Saved entries
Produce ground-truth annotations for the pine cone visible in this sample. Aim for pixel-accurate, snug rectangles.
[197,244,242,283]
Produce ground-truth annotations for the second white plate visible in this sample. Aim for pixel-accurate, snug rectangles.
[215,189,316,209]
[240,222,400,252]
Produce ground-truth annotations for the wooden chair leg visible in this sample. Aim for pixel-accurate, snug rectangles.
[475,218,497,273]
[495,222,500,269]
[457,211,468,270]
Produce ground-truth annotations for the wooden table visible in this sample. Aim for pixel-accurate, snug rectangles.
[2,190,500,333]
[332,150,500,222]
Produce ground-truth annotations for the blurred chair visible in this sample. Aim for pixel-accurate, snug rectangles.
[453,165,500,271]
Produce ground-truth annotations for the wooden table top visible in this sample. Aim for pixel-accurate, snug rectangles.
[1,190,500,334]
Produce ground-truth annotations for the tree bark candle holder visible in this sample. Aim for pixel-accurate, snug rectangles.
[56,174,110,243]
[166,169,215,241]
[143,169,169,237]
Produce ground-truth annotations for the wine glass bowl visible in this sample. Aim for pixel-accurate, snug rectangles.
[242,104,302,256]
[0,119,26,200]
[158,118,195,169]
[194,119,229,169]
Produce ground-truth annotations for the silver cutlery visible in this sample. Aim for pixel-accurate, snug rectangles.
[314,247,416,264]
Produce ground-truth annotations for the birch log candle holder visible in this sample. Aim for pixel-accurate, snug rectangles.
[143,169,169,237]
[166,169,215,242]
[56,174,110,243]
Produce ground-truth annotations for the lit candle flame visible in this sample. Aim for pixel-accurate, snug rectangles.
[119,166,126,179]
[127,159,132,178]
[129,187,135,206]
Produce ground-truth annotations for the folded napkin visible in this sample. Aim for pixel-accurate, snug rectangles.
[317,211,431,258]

_Activity:_
What you return should consist solely of the lines from the one containing "Produce ground-truth annotations for the folded" through the end of the entries above, reproduced exactly.

_Task solution:_
Produce ground-truth annotations for the folded napkin visible in this sample. Aim for pixel-accurate, snug rectangles.
[317,211,431,258]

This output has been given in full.